(SUPPLIED RECORDS)

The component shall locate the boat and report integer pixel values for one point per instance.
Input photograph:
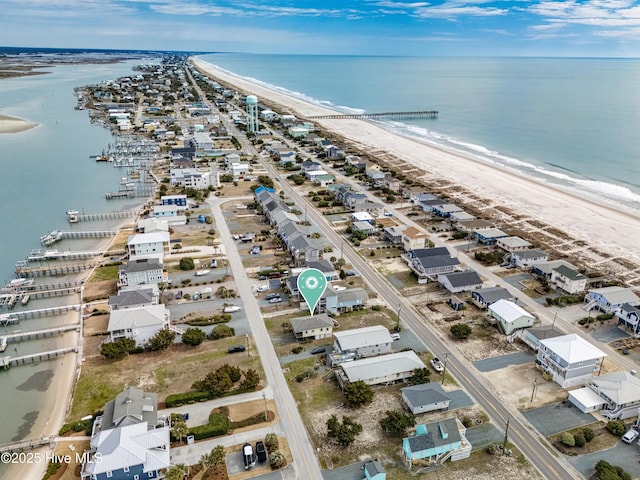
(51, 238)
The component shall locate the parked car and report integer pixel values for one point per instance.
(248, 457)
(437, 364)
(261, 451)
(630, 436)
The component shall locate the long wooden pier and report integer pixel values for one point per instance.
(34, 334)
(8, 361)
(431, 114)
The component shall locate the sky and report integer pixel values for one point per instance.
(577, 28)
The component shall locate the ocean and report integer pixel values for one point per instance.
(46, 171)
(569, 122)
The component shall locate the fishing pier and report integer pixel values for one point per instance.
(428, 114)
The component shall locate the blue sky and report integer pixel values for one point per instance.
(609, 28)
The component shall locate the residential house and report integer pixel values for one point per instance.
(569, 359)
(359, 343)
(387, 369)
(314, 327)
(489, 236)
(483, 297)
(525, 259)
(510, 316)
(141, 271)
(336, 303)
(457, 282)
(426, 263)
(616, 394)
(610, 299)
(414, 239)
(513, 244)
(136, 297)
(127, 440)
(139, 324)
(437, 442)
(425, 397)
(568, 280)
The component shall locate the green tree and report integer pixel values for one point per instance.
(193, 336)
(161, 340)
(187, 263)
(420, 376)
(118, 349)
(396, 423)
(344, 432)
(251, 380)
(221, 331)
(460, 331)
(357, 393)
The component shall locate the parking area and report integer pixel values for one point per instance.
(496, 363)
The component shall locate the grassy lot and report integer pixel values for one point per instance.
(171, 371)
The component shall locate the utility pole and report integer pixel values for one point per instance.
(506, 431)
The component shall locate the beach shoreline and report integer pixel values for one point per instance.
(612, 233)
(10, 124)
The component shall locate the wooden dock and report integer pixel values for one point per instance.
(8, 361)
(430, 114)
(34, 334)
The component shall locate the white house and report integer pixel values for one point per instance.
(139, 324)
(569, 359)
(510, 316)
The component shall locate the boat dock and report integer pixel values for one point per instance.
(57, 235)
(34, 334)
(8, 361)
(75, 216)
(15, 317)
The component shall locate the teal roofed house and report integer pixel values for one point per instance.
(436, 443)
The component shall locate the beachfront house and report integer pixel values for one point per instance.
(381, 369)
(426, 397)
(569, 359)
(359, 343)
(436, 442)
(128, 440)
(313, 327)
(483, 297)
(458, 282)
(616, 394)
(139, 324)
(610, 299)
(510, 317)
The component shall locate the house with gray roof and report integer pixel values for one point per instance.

(End SUPPLIED RECORDS)

▸ **PROBLEM**
Output the lines above verbatim, images excluded.

▸ **RESPONSE AREA**
The component shall locate the boat and report integer pixel values for one point per instance.
Input photograph:
(51, 238)
The component shall locate the parked car and report integer pixel values for one point per instance.
(248, 457)
(437, 364)
(261, 451)
(630, 436)
The component shall locate the long wooden pier and report integer pixel values for one point per instance.
(34, 334)
(8, 361)
(431, 114)
The component shall locate the sky and report integer pixel values for one point per instance.
(577, 28)
The component shall locate the ocean and report integer pixel values for one point per instance.
(46, 171)
(569, 122)
The component shall locate the fishing pier and report integer pixel values for one point per instance.
(428, 114)
The component shall locate the blue sky and report integer pixel values for one point per instance.
(609, 28)
The component shall locate the residential house and report integer pixel values for one point per instance.
(569, 359)
(359, 343)
(387, 369)
(314, 327)
(489, 236)
(483, 297)
(525, 259)
(510, 316)
(141, 271)
(336, 303)
(457, 282)
(426, 263)
(616, 394)
(610, 299)
(414, 239)
(513, 244)
(136, 297)
(127, 440)
(139, 324)
(437, 442)
(425, 397)
(568, 280)
The component shall locate the green tree and report integer pixel values for one point per instance.
(193, 336)
(161, 340)
(187, 263)
(420, 376)
(118, 349)
(396, 423)
(344, 432)
(251, 380)
(221, 331)
(460, 331)
(357, 393)
The component shall locate the parking area and report integer pixel values for one point per instance.
(496, 363)
The component shall locate the grassy lot and report integer pixel values for one point per instance.
(171, 371)
The component shall locate the utility pole and report integer pixel values for one point per instance.
(506, 431)
The component shall locate the beach shoreline and report integer pixel values for one point per instance.
(612, 233)
(10, 124)
The component shall locate the wooden dock and report integer pixel values for one point per instance.
(8, 361)
(430, 114)
(34, 334)
The component shall locate the white house and report integer pixel values for one point per instance.
(139, 324)
(569, 359)
(510, 316)
The component shall locate the boat dock and report integer pixel values for one point per instance.
(57, 235)
(34, 334)
(8, 361)
(75, 216)
(15, 317)
The component shall locate the teal roofed house and report integer pixel values for one point per instance.
(436, 443)
The component shall locate the beachfront house and report integer pixel values for one point per instance.
(381, 369)
(426, 397)
(569, 359)
(359, 343)
(436, 442)
(128, 440)
(313, 327)
(483, 297)
(458, 282)
(616, 394)
(139, 324)
(610, 299)
(510, 317)
The component shall locate the house with gray roof and report integer pixel values for one point per instance.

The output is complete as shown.